(Brano di lettura)
•••••
Amore surrogato
È impossibile clonare una persona umana, perché una persona è più del suo patrimonio genetico, è più dei suoi tratti somatici. Potremo forse produrre il gemello di un individuo, che magari è scomparso, prelevando una cellula del suo corpo. Ma il nuovo essere non coinciderebbe con la persona che ci ha lasciato, e quindi non la rimpiazzerebbe. La storia dell’animale razionale, che chiamiamo uomo, è fatta di irripetibili incontri, mutazioni, interazioni con l’ambiente, ricordi, scelte di libertà. Se dunque viene meno chi ci è caro, non possiamo sostituirlo con un surrogato. Ci aspetta piuttosto il lungo, delicato, faticoso lavoro del lutto, con cui facciamo memoria dell’assente, dialoghiamo con la sua presenza interiore, piangiamo il dolore della solitudine, custodiamo antiche promesse, immaginiamo un futuro che meriti d’essere vissuto, anche in suo nome. Questo compito non è d’ordine psicologico, ma etico.
Tra Rebecca e Tommy, due splendidi bambini, cresce un’amicizia insolita, un sentimento di complicità, un gusto esclusivo di convivenza. La relazione è interrotta dalla partenza della ragazzina e poi dall’infausto incidente stradale di Tommy, dopo che i due si erano ritrovati, ormai grandi, scaldati nuovamente dalla stessa antica passione. Rebecca, per non impazzire di dolore e per liberarsi da acuti sensi di colpa, si fa trasferire in utero l’embrione prodotto dalla clonazione di Tommy e lo mette al mondo, lo assiste ed educa, ma non gli rivela la sua vera origine. Il nuovo Tommy intanto, giorno dopo giorno, assume le sembianze del «padre»…
Il film Womb (utero) non va letto realisticamente, come una trama di fantascienza che spezza l’antico tabù dell’incesto, ma come un mito, come l’illusione narcisistica di generare da soli, colmando il proprio vuoto. Questa presunzione nega la finitezza delle nostre storie, sminuisce la reciproca dipendenza affettiva tra i generi, svaluta l’avventura del fidanzamento, disimpegna dalla promessa sponsale.
•••••
(Compiti)
1 > Secondo il brano, che cosa si fa trasferire in utero Rebecca dopo l'incidente di Tommy?
2 > Scrivi il seguito del brano sulla clonazione e sul film Womb, riprendendo dopo la sua ultima frase.
L'elenco qui riportato non ha alcun legame con il brano.

Record del dataset
•••••
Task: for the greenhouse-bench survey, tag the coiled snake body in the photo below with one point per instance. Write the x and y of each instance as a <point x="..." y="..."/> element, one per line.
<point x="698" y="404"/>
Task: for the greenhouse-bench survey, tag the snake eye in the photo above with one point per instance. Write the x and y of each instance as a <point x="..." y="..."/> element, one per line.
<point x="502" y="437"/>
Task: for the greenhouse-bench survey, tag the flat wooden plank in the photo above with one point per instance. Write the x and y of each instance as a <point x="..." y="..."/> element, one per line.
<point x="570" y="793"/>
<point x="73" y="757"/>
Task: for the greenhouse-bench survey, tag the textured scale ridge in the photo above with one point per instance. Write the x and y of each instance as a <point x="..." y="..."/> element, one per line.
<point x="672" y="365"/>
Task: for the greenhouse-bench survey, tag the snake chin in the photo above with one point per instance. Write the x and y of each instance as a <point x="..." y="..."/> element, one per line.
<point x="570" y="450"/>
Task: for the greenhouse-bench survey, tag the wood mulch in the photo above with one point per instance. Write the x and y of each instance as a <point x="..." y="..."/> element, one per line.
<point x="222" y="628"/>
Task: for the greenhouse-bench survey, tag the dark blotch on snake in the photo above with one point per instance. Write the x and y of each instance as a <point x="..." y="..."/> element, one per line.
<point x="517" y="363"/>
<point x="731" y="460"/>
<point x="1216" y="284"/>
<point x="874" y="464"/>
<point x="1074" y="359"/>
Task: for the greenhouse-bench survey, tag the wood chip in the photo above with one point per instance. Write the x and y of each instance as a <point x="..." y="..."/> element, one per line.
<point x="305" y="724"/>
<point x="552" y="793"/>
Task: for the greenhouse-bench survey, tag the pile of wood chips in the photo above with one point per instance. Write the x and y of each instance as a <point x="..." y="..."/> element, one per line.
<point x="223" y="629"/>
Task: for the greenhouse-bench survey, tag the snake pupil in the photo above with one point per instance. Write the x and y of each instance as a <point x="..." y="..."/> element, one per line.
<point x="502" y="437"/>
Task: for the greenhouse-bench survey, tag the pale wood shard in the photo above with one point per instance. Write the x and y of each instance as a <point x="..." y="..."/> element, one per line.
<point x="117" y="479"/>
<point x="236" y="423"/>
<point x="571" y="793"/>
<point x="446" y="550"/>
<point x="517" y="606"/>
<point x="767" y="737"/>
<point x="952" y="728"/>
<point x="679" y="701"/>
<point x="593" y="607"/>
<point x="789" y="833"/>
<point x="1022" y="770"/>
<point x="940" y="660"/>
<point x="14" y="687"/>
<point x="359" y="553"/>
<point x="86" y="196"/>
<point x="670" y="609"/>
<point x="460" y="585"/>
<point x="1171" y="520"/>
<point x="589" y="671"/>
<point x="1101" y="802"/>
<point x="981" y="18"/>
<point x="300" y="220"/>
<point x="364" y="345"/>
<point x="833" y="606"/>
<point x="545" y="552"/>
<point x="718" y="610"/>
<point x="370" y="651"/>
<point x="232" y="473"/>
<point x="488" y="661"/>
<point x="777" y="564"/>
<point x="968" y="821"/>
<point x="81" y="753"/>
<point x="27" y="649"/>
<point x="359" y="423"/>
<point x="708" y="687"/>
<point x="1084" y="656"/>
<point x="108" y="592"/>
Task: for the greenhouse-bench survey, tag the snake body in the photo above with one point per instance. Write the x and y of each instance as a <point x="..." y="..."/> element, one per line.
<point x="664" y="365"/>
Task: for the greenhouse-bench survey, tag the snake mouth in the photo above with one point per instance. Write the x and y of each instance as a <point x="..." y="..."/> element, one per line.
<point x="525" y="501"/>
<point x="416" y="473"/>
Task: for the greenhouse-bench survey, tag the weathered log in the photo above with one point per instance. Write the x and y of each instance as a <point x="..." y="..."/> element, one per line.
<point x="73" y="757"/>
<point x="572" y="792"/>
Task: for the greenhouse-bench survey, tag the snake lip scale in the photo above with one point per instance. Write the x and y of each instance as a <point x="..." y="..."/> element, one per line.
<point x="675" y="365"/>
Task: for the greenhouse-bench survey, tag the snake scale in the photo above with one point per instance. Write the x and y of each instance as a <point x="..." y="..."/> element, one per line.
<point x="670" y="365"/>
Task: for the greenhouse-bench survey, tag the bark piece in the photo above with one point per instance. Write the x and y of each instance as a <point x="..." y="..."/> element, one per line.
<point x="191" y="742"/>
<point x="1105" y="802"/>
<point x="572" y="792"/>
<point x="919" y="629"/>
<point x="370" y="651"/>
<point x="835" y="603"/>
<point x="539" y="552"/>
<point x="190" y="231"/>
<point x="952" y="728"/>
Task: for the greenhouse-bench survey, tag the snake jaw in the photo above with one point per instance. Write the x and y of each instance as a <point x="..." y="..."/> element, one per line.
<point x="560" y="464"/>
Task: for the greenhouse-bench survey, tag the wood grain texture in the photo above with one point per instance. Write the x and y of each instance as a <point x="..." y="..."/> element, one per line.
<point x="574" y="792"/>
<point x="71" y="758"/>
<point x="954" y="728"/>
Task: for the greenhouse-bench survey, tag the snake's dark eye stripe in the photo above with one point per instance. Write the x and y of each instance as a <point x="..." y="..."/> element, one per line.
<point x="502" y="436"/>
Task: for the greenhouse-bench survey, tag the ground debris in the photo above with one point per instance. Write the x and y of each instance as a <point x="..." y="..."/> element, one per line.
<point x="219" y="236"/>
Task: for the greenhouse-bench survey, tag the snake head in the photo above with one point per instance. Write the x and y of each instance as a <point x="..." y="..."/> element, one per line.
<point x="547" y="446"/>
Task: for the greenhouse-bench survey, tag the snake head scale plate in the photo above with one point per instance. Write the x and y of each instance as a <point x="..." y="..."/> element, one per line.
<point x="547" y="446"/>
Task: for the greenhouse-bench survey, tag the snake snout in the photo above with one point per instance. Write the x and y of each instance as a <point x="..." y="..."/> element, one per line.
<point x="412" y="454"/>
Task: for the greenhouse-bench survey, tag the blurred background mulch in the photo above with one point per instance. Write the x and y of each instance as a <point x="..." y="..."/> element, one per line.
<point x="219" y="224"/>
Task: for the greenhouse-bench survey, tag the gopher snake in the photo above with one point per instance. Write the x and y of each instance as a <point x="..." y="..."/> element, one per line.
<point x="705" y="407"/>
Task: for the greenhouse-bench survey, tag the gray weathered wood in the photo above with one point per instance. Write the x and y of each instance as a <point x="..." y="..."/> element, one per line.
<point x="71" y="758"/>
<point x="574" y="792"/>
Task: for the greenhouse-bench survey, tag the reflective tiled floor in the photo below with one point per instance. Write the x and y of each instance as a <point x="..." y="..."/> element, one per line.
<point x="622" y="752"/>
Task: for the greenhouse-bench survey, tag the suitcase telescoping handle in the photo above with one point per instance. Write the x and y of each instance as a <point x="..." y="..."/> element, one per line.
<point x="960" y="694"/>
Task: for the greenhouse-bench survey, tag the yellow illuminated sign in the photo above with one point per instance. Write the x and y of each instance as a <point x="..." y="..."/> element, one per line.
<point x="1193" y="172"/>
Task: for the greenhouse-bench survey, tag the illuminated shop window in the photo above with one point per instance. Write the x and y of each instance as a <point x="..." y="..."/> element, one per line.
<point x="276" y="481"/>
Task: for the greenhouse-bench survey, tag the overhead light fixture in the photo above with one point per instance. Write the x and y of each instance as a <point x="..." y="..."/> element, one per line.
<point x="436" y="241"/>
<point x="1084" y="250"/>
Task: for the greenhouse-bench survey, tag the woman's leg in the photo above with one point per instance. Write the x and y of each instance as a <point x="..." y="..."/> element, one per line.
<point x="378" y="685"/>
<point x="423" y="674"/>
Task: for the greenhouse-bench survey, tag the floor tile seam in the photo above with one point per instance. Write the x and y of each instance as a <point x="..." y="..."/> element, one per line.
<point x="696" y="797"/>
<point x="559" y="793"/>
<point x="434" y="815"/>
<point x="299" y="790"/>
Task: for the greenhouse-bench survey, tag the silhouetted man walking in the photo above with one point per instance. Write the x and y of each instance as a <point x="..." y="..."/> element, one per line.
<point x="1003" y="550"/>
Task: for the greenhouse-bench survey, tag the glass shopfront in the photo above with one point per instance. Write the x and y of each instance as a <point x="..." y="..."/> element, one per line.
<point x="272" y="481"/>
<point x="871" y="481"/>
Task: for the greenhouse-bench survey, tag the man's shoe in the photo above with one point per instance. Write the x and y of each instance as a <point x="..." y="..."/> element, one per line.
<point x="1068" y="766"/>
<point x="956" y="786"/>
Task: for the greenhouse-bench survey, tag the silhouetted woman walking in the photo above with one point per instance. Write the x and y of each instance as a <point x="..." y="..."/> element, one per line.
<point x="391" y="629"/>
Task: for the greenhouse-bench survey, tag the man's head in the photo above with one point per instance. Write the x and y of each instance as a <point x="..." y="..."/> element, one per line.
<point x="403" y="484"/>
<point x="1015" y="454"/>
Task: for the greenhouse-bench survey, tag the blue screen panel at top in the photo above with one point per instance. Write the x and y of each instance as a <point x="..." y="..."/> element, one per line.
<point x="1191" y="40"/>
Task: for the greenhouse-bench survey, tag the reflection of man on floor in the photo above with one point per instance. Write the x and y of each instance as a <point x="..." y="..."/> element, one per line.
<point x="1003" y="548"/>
•••••
(Compiti svolti)
1 > L'embrione prodotto dalla clonazione di Tommy.

2 >
La scienza, divenuta frettolosamente e grossolanamente la religione secolare della nostra epoca, non ha competenze per accorciare o sostituire la ricerca di un senso procreativo. La tecnica dice come fare un figlio in laboratorio, ma non perché desiderarlo o rifiutarlo, accoglierlo o programmarlo, promettersi per sempre a lui o accudirlo come rimedio al nostro bisogno d’affetto.
Rebecca guarda e liscia il suo pancione, sorridendo. Noi spettatori ascoltiamo i pensieri della mamma in attesa: «Forse avevo solo bisogno di questo dono, quello che mi hai dato alla fine». La frase suggella una parabola perversa, egoista. Ma allude anche alla vera alleanza genitoriale: in te, che ho generato e amato, adotto ogni altro figlio; ogni altro figlio mi parlerà di te, anche quando tu dovessi lasciarmi. Tu figlio sei nella carne il dono invocato e atteso lungo una storia di amore senza ritorno. Non sono all’altezza di te. Ad altri dovrò consegnarti come consegno me stesso, me stessa, come se noi genitori fossimo semplicemente i figli di colui che sta per venire.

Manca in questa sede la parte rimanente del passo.